→ Selected excerpt:
________________
Job applications, loan requests, investment decisions — these important life choices often depend on algorithms nowadays.
However, the removal of human judgment doesn’t mean the removal of bias. Studies show systems dependent on artificial intelligence can exhibit discrimination, often against women and people of color.
Ellevest, an investing platform designed for women, has turned that problem on its head, putting an algorithm to use for the specific needs of female traders.
In a new interview, Ellevest Co-founder and CEO Sallie Krawcheck says the algorithm takes into account financial realities women face, such as the wage gap and career breaks. By factoring in the financial goals of women users, the platform supplies investing advice tailored for their needs.
Many popular investing apps fall short in serving women, Krawcheck said.
“We see it again and again, in business and in our society, that we will say this is for everyone, when in fact, it’s based on research done with men,” she says. “For years, women have died of heart attacks at too high a rate, because the symptoms that doctors were looking for were those that men manifest.”
________________
→ Problem to work on:
From the passage about Ellevest's investing algorithm, extract the portion starting with "In a new interview, Ellevest" and going on through "for their needs.", word for word. The lines that follow have nothing to do with the text above.

→ Data segment:
________________
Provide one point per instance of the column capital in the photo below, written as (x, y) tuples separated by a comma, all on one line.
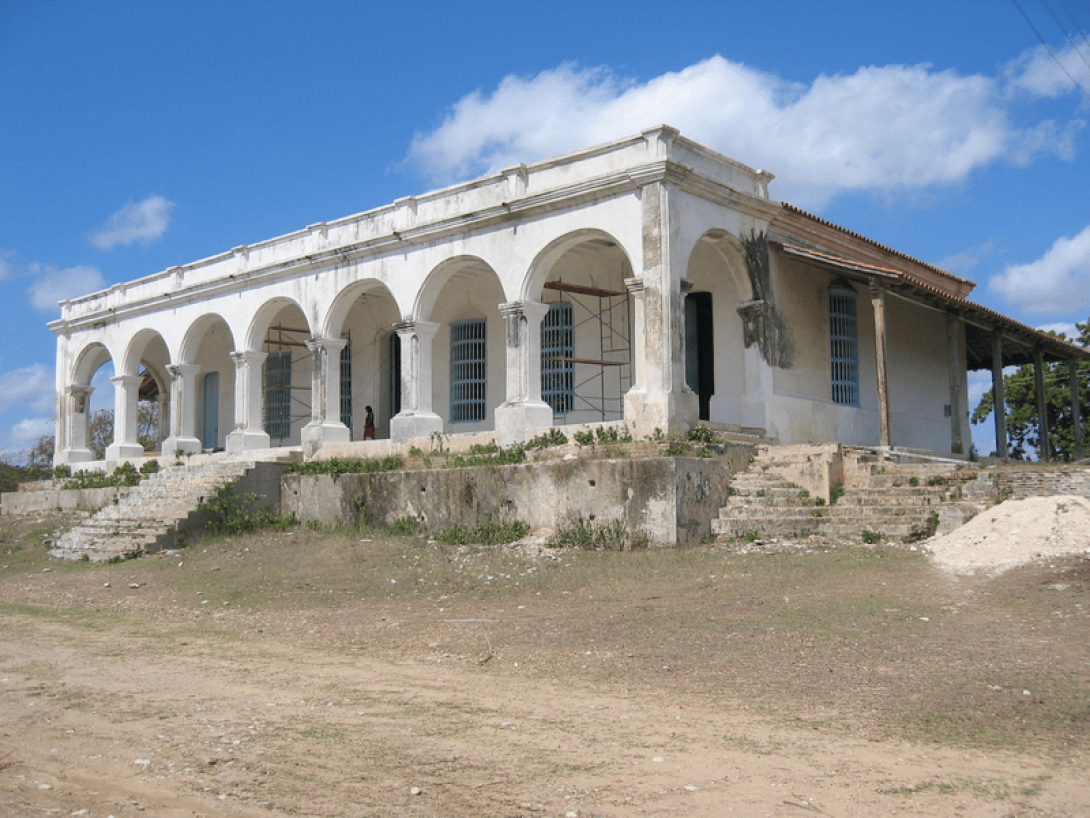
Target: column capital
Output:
[(330, 345), (530, 309), (253, 357), (182, 370), (423, 328)]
________________
→ Answer space:
In a new interview, Ellevest Co-founder and CEO Sallie Krawcheck says the algorithm takes into account financial realities women face, such as the wage gap and career breaks. By factoring in the financial goals of women users, the platform supplies investing advice tailored for their needs.